Your answer must be a single number: how many lines in the records include the word "grassy".

DATA TO EXAMINE:

....................

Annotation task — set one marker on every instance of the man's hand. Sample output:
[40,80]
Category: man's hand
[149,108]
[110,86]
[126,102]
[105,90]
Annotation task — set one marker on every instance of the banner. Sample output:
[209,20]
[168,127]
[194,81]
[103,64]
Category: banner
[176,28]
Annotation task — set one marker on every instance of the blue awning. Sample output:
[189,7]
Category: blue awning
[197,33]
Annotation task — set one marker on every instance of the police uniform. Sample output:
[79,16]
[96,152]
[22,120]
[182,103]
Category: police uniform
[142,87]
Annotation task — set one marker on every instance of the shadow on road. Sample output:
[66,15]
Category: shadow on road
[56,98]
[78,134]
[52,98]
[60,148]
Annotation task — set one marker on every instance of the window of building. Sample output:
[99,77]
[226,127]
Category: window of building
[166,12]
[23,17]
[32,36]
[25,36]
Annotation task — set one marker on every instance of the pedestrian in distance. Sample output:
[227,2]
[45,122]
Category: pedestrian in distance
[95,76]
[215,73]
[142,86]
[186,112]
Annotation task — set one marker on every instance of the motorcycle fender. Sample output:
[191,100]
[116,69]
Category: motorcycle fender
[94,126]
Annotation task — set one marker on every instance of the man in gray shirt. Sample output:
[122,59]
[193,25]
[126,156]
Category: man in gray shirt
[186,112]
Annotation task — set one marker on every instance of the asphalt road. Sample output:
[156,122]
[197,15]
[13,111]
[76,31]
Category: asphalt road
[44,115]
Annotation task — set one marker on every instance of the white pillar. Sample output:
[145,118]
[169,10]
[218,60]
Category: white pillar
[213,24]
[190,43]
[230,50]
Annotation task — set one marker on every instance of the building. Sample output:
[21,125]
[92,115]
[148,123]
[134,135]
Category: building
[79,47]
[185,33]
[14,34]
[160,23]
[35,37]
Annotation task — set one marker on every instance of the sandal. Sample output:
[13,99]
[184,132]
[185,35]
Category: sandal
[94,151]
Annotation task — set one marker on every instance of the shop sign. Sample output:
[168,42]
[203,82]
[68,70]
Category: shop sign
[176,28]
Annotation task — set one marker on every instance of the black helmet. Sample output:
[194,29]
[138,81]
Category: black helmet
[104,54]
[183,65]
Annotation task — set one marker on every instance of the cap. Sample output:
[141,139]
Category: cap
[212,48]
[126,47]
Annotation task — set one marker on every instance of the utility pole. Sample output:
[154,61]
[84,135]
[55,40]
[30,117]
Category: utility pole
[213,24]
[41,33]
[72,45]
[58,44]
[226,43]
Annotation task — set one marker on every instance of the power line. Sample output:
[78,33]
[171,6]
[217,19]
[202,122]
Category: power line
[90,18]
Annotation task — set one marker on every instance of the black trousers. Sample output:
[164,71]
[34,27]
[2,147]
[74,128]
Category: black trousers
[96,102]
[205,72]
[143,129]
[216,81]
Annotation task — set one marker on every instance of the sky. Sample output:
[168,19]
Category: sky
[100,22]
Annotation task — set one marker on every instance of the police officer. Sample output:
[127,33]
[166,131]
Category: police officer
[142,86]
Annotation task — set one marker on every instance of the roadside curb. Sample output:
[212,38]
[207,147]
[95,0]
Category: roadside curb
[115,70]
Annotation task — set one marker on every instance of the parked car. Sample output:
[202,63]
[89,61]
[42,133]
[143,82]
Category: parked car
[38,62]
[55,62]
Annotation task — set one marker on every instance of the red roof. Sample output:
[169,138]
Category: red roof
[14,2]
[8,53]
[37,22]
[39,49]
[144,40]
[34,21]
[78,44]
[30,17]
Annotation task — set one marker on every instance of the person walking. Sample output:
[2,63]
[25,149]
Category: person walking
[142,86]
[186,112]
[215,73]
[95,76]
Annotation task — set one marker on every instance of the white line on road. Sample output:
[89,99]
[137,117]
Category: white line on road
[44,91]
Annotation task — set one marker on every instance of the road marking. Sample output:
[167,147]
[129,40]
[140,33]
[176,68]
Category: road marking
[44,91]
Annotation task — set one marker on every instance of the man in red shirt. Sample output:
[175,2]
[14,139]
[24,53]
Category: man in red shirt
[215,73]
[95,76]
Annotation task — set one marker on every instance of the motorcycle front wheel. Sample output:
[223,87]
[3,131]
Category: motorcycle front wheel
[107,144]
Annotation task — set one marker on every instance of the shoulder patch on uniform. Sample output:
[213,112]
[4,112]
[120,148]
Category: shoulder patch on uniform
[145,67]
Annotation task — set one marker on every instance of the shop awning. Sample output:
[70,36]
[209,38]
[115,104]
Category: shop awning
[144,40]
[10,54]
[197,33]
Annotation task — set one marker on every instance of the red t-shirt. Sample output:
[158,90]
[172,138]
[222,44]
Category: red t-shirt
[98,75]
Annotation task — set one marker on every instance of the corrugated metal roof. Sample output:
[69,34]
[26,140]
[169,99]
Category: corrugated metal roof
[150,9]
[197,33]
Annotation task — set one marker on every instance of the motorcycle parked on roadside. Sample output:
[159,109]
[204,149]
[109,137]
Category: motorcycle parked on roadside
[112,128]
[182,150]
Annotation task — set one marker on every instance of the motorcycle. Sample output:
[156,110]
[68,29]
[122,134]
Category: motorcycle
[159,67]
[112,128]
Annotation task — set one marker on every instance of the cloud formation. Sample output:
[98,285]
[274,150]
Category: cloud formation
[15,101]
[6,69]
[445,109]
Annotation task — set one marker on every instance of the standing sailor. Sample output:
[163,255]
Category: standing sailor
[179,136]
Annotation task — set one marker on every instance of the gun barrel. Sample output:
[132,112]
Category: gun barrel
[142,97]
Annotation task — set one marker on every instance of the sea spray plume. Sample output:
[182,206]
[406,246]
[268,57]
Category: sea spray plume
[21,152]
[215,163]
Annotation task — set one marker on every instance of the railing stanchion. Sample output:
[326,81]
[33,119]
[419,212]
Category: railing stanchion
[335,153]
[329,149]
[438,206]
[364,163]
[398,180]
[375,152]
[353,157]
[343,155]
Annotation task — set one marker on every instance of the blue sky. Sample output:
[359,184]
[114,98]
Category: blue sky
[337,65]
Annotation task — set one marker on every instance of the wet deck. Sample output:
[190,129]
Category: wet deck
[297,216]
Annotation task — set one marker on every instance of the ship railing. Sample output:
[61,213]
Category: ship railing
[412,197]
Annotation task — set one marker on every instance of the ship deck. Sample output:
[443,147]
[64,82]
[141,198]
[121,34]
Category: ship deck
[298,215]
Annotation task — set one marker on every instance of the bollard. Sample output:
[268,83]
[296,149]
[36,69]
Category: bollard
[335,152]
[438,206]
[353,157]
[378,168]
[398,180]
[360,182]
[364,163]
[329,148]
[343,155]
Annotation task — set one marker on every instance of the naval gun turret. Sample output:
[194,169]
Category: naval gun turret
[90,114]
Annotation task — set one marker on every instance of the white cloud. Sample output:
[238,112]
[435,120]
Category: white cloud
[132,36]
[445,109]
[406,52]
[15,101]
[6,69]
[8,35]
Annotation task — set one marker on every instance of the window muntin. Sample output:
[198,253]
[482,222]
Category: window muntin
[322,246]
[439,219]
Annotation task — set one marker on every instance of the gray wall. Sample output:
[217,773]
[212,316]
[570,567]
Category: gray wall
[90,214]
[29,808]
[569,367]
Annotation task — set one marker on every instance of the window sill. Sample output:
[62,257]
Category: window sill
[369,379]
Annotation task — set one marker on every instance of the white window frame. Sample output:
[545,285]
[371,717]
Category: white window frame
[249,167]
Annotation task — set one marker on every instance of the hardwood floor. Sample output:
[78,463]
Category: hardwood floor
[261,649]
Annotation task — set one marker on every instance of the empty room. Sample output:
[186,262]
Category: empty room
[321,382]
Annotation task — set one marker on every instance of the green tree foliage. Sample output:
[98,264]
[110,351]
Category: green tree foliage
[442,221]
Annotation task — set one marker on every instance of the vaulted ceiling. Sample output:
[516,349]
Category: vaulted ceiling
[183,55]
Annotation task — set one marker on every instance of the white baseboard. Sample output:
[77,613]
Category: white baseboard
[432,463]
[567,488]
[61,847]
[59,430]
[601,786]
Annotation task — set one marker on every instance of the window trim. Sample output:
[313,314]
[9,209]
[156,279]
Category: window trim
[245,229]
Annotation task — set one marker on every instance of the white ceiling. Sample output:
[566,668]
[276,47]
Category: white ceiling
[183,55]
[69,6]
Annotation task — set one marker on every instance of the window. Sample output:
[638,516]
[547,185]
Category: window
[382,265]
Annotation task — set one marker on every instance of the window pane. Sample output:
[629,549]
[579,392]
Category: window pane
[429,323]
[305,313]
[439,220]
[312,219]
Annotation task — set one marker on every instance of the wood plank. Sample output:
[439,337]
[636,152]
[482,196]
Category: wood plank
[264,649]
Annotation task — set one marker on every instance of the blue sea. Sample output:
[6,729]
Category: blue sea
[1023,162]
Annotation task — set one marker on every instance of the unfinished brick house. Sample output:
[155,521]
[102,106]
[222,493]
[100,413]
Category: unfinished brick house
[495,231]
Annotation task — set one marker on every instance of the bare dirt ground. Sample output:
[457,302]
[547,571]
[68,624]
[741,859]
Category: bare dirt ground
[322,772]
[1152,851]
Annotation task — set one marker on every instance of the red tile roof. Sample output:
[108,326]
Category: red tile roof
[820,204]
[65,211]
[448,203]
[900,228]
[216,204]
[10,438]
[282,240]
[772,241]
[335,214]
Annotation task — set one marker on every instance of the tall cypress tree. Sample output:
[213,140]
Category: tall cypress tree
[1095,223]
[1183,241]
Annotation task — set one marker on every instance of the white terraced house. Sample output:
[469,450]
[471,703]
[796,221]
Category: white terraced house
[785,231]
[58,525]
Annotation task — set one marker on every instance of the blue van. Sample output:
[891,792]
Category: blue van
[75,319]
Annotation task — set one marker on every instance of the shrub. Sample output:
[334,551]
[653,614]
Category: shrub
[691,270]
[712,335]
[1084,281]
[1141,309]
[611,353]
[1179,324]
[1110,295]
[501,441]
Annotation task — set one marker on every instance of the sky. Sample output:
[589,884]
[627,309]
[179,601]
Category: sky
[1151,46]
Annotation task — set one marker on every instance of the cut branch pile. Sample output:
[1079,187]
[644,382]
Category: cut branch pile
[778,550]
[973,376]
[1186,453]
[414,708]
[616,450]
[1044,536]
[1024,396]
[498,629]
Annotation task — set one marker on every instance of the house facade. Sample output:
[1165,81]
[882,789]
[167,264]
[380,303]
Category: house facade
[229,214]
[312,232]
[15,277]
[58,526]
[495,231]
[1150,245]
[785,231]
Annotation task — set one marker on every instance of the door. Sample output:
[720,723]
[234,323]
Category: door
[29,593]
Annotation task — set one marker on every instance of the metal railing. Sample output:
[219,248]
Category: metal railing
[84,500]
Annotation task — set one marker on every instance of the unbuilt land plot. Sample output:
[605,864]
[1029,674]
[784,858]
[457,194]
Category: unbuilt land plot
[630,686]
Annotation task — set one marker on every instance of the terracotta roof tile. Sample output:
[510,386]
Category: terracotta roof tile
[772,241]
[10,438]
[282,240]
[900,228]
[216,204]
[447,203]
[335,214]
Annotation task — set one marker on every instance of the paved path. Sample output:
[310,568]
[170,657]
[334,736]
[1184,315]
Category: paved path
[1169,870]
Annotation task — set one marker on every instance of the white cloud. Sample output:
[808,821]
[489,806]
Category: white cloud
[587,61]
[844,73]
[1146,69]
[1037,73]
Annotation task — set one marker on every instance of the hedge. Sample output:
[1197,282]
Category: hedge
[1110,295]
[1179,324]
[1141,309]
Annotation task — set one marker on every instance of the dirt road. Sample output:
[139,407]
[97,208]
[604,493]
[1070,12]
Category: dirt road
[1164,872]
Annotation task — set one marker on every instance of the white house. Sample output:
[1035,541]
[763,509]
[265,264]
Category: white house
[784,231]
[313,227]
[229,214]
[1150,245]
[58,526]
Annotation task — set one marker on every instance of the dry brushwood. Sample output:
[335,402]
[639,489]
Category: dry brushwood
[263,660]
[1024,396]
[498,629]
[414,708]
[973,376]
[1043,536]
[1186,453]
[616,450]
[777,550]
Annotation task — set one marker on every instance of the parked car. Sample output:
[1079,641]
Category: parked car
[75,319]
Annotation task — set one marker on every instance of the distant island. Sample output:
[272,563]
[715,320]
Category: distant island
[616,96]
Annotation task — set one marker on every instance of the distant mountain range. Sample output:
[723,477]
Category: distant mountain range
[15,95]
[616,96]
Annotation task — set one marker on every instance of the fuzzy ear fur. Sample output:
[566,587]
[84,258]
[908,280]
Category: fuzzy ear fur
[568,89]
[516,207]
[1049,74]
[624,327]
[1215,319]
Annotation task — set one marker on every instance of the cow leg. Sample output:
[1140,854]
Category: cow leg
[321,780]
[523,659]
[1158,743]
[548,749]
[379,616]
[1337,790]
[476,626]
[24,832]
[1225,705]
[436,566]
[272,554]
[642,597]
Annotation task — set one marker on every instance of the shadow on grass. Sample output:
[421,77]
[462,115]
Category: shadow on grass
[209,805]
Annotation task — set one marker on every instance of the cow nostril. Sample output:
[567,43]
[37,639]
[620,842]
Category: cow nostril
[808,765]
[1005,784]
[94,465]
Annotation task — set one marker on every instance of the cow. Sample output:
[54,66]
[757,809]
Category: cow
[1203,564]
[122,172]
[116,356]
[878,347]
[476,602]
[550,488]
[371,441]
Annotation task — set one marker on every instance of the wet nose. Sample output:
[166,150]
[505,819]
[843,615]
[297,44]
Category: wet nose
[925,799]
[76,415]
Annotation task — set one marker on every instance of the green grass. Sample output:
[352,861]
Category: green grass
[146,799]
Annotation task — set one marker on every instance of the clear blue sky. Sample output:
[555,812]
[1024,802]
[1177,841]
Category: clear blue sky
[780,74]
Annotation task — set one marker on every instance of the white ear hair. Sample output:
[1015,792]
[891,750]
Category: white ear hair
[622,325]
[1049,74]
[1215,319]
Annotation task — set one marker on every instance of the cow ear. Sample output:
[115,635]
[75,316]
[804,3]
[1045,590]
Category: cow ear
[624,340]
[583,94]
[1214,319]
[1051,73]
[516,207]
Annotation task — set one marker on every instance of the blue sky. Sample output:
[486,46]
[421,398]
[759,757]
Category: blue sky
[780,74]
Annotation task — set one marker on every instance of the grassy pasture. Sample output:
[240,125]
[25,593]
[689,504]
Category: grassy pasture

....................

YOUR SOLUTION: 2